— TASK INPUT —
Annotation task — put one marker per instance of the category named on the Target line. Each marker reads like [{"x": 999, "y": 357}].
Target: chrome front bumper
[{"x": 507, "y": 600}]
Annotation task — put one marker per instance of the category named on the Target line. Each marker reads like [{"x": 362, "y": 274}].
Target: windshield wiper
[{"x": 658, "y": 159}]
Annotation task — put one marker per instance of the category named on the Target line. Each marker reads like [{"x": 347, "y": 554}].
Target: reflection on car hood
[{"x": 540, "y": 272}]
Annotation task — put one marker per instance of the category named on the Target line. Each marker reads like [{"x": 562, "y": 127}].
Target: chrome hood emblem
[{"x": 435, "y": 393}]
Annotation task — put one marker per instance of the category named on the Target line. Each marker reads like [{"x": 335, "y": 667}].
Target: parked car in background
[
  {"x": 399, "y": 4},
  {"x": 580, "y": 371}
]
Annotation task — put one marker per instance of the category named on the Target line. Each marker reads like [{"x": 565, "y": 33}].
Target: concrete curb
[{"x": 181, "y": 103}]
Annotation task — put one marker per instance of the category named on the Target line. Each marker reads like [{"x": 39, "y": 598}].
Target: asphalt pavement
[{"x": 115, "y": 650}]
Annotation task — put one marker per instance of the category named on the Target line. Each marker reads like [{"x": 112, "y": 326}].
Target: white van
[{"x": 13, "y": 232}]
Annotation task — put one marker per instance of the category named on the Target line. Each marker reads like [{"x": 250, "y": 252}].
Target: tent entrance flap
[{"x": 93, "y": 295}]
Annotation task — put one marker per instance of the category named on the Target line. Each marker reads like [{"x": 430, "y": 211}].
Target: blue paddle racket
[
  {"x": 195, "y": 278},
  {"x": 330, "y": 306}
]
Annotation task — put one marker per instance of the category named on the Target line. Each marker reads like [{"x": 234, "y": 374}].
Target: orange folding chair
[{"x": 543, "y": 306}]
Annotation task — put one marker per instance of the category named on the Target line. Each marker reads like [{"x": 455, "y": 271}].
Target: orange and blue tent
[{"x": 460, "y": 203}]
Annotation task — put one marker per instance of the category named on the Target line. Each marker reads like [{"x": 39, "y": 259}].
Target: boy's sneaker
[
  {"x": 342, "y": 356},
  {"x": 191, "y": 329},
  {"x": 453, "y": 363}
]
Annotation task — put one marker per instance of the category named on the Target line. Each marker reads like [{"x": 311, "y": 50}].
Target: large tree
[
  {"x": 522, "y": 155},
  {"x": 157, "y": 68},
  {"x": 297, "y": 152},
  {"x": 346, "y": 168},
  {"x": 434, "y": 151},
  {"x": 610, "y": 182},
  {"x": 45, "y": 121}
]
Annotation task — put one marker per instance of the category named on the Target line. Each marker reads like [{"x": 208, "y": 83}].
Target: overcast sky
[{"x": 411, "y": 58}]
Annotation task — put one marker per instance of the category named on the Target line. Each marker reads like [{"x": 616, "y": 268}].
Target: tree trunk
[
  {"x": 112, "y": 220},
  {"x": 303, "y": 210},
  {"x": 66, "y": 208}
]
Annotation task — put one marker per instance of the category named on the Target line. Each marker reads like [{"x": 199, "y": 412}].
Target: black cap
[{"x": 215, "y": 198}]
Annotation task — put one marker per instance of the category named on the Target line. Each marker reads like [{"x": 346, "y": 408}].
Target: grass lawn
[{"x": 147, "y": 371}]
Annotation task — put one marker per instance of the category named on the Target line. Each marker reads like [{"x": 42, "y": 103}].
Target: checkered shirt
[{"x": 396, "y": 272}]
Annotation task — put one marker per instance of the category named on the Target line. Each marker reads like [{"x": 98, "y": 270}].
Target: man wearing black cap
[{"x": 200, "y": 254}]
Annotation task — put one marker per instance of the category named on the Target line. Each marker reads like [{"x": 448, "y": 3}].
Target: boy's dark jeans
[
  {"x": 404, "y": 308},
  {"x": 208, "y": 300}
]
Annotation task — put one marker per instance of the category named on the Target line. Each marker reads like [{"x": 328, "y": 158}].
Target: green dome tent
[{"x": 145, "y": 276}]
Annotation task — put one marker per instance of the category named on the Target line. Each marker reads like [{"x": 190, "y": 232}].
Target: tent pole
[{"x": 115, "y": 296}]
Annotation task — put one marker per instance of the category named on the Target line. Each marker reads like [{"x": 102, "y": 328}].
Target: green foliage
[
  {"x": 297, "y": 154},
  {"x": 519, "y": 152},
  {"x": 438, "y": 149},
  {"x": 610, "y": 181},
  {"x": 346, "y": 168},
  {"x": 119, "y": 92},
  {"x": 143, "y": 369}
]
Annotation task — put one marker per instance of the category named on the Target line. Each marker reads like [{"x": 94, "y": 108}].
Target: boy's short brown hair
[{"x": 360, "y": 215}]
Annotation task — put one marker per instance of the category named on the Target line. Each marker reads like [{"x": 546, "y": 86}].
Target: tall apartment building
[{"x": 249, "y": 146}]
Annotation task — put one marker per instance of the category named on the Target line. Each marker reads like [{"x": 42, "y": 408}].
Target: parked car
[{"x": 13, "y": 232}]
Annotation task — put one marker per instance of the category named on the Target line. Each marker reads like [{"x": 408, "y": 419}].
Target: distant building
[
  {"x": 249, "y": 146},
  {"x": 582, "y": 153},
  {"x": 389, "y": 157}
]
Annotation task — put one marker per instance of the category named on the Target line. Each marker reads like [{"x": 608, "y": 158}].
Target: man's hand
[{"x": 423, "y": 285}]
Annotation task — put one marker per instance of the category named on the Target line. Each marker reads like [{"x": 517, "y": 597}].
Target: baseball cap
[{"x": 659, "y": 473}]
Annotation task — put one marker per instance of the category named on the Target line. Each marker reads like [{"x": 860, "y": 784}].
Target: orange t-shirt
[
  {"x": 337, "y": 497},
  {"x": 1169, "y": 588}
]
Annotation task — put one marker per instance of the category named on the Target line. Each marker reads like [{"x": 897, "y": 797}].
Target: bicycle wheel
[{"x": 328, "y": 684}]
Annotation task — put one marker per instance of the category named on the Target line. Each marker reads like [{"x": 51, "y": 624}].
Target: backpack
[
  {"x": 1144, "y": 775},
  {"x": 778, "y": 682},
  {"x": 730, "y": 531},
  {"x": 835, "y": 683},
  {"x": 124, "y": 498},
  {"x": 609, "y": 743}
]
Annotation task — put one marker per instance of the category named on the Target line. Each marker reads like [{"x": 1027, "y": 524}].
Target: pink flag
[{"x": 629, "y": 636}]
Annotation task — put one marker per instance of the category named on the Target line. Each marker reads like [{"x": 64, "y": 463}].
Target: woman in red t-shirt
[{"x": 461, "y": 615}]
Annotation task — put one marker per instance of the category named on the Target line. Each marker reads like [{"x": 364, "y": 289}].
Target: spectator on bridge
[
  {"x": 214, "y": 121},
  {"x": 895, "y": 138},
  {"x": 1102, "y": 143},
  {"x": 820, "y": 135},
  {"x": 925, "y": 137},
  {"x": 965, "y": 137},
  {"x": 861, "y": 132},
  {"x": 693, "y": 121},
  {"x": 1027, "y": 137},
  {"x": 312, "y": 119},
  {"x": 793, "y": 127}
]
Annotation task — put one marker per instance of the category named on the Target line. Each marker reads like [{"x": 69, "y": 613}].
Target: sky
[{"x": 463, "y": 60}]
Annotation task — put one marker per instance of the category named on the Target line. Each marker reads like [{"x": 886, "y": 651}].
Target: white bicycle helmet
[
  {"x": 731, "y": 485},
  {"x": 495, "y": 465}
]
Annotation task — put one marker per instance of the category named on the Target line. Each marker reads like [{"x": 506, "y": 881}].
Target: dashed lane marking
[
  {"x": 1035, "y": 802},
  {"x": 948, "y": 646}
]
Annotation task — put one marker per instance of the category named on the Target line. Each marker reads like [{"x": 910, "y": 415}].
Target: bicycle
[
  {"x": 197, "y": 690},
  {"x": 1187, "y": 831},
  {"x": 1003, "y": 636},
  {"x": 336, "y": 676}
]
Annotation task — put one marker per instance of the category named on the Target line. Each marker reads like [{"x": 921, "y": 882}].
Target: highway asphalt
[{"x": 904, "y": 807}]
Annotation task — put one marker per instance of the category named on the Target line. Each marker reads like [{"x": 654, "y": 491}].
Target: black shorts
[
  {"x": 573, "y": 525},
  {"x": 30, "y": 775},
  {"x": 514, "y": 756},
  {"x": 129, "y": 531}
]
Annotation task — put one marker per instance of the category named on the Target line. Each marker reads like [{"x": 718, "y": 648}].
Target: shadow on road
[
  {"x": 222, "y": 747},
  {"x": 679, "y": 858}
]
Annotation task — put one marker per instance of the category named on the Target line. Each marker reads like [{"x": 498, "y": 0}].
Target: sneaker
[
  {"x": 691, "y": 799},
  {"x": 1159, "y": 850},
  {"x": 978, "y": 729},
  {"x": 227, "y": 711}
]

— TASK BRIEF —
Please set down, with no changes, the line that contains "Target: highway asphalt" and all the lines after it until the entries end; write nothing besides them.

— ANSWER BOX —
Target: highway asphalt
[{"x": 904, "y": 807}]
Annotation task — put one marker per instance of the category named on the Target line. Each marker reads like [{"x": 654, "y": 491}].
Target: black shorts
[
  {"x": 573, "y": 525},
  {"x": 30, "y": 775},
  {"x": 514, "y": 756},
  {"x": 129, "y": 531}
]
Annotation task — put one marker per instance of the category named on the Target line. Each marker reads like [{"x": 718, "y": 648}].
Target: shadow on road
[
  {"x": 222, "y": 747},
  {"x": 679, "y": 858}
]
Annotation task — put one marker per instance of the category named on the Target line. Each marker reads like [{"x": 498, "y": 0}].
Target: sneaker
[
  {"x": 691, "y": 799},
  {"x": 1159, "y": 850},
  {"x": 978, "y": 729},
  {"x": 227, "y": 711}
]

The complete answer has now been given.